- _Exercise_
Reprint word for word the part of the items that starts with the line containing "Keypoint rule: one marker on every instance of the rider's" and runs through the end of the items. Leave the pictures out of your answer.

- _Labeled-object pointing entries_
+ + + +

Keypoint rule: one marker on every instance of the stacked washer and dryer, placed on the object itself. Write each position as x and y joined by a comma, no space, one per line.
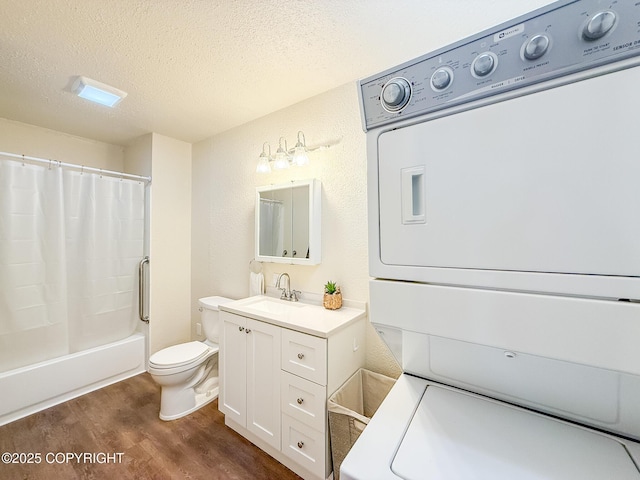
504,232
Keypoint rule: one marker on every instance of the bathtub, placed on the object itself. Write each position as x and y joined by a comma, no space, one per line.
29,389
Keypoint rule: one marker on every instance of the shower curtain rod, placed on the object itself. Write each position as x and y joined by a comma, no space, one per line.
82,168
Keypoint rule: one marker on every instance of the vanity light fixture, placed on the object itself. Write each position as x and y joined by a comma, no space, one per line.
281,160
300,157
284,157
263,160
97,92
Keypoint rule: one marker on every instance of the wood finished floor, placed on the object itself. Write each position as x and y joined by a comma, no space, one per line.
124,418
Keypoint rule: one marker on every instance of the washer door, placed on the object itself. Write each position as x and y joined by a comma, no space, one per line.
454,435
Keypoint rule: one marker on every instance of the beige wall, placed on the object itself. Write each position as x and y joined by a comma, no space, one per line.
24,139
224,182
168,161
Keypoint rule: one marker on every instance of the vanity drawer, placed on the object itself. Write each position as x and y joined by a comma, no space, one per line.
303,400
304,445
305,355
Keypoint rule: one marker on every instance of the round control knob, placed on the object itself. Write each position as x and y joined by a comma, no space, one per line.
441,78
599,25
484,64
535,47
396,94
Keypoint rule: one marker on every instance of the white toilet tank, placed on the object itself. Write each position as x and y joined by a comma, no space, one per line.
209,316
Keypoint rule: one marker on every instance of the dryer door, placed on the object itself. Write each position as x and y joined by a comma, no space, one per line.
541,183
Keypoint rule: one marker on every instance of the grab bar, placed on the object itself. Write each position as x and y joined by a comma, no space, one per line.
142,282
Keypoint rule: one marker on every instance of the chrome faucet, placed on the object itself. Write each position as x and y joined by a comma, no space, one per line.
287,293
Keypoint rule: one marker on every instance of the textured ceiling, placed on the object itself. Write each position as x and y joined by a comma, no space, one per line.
194,68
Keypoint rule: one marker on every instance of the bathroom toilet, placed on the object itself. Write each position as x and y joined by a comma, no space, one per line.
188,372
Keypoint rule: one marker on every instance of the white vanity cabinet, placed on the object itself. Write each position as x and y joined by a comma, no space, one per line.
274,386
250,366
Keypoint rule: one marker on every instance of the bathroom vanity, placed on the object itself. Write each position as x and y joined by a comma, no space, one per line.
279,363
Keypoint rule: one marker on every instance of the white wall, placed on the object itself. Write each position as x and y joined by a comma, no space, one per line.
224,181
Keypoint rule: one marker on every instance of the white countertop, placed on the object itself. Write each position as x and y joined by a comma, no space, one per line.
302,317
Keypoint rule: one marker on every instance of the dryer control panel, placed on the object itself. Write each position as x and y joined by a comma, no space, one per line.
563,38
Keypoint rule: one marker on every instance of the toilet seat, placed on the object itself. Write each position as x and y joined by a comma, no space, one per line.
182,355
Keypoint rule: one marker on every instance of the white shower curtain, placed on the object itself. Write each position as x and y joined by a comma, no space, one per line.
70,243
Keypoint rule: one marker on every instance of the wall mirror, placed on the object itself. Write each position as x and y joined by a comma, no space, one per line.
288,219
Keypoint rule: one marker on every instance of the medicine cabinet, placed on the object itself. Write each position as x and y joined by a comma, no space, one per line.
288,218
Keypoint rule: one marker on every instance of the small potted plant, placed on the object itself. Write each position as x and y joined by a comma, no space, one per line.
332,299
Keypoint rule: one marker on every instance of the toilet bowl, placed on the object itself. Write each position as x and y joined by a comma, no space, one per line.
188,372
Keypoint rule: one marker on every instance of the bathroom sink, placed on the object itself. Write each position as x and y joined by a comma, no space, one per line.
274,305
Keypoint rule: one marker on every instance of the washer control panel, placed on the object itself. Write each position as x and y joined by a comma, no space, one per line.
560,39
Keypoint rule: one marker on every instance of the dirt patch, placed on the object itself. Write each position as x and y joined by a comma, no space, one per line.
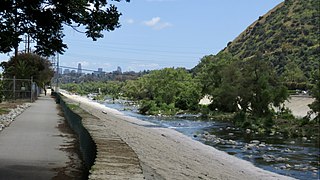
74,168
6,106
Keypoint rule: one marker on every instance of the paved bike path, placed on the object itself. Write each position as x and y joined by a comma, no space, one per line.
30,146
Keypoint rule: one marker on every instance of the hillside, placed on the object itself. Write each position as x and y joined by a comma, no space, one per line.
287,33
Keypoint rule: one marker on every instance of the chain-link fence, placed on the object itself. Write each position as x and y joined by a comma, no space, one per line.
13,89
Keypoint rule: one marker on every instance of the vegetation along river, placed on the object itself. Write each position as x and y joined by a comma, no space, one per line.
298,158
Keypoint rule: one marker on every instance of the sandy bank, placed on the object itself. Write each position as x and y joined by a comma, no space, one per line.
168,154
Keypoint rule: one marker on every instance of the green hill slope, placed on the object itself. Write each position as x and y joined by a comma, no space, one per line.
287,35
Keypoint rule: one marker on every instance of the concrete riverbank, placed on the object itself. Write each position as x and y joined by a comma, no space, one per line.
34,147
162,153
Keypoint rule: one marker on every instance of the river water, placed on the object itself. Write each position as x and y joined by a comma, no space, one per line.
298,158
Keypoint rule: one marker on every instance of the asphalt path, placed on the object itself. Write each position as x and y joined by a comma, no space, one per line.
30,148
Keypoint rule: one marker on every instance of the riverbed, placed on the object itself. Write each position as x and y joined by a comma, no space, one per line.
298,158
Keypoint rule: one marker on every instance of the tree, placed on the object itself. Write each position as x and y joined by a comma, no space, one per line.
315,105
43,20
25,66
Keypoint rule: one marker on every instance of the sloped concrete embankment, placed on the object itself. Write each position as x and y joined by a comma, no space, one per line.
105,154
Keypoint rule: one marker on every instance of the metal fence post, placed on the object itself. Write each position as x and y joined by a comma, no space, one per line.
14,88
31,92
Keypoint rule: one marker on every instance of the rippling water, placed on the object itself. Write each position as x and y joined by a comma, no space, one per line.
298,158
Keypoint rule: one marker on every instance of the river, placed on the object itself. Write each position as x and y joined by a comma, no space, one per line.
298,158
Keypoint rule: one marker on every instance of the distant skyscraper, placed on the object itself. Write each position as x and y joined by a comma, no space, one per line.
79,69
66,71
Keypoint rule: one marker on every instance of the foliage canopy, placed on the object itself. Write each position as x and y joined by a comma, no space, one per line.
43,20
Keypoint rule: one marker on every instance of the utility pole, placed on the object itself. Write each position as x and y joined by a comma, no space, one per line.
57,80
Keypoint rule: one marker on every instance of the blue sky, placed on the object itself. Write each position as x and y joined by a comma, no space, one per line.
163,33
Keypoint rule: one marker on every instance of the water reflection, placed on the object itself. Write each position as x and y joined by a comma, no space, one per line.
298,158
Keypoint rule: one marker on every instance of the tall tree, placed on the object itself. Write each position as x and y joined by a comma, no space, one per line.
43,20
25,66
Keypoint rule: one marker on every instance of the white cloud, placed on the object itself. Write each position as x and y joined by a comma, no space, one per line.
153,22
137,66
156,23
159,0
129,21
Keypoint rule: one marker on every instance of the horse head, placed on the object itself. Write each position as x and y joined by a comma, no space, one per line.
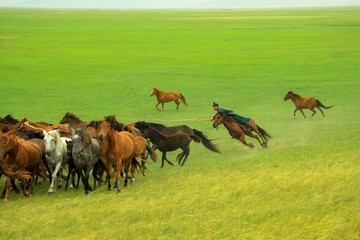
154,92
7,142
51,138
218,120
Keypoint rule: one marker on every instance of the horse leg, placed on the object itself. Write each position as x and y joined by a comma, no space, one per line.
5,193
242,139
158,107
165,158
53,185
250,134
118,170
320,111
256,129
86,178
302,113
179,157
186,154
15,188
177,105
311,109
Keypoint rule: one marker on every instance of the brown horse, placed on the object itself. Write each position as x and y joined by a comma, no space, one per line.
167,143
21,159
116,147
25,123
305,103
75,122
237,132
163,97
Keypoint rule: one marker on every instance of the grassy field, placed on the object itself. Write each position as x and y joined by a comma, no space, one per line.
95,63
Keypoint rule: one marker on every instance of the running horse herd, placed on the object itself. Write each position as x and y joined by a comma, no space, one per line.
37,151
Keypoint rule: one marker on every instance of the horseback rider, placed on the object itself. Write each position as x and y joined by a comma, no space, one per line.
243,121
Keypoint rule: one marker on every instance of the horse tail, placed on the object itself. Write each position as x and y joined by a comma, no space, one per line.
182,98
136,165
264,133
318,103
152,153
19,174
206,142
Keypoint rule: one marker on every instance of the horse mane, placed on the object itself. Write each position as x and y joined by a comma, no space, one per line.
85,136
10,119
296,95
114,123
142,125
71,115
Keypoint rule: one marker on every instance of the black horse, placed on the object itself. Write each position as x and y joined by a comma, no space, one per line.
142,126
167,143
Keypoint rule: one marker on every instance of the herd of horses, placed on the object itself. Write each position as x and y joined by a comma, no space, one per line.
33,150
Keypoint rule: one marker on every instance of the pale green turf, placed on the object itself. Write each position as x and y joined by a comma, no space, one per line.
100,62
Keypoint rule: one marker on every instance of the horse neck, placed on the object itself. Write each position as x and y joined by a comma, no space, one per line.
156,136
294,98
15,150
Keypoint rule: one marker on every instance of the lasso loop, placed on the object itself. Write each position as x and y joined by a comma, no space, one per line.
143,114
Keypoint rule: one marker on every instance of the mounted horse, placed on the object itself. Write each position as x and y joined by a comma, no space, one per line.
21,159
116,147
167,143
56,156
237,132
86,154
207,143
305,103
163,97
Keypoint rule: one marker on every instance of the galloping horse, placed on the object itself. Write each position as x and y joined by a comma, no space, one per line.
86,153
163,97
142,126
65,130
236,131
116,147
56,155
305,103
21,160
167,143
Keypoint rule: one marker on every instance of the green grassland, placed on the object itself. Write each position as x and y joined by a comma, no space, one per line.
95,63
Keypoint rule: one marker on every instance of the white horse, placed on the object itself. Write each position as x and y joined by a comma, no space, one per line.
56,155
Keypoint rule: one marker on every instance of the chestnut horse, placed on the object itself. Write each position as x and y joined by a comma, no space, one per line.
116,147
21,160
163,97
305,103
236,131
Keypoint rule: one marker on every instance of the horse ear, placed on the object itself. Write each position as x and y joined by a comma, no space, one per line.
72,131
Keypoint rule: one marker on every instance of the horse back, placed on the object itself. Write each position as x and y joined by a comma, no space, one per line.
125,144
35,152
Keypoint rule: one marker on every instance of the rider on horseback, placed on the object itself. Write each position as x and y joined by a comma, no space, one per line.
243,121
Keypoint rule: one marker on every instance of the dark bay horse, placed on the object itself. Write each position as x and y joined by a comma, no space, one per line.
305,103
207,143
237,132
116,147
85,153
167,143
163,97
21,159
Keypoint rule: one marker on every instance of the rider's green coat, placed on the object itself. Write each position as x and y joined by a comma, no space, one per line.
238,118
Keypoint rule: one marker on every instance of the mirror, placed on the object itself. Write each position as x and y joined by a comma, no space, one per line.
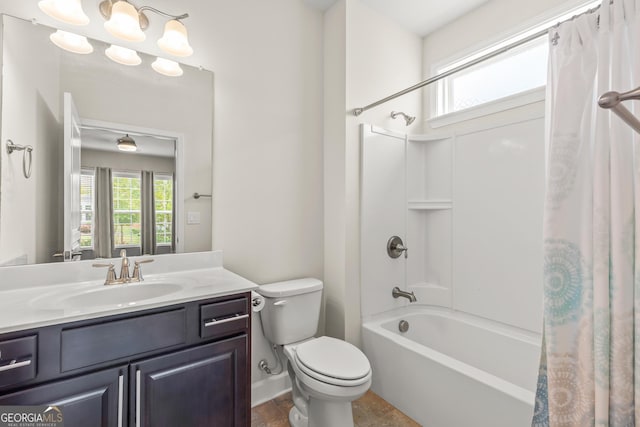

+ + + +

- _Result of the exercise_
Keypoint rule: one marker on every instance of the rider's green coat, placed on the object itself. Write each position as x and y joined by a comma, no space, one per line.
238,118
Keypoint rule: one marker on every instance of the mirror, placed on the object itself. Write each position as x and y joined by a comma, no space, one per line.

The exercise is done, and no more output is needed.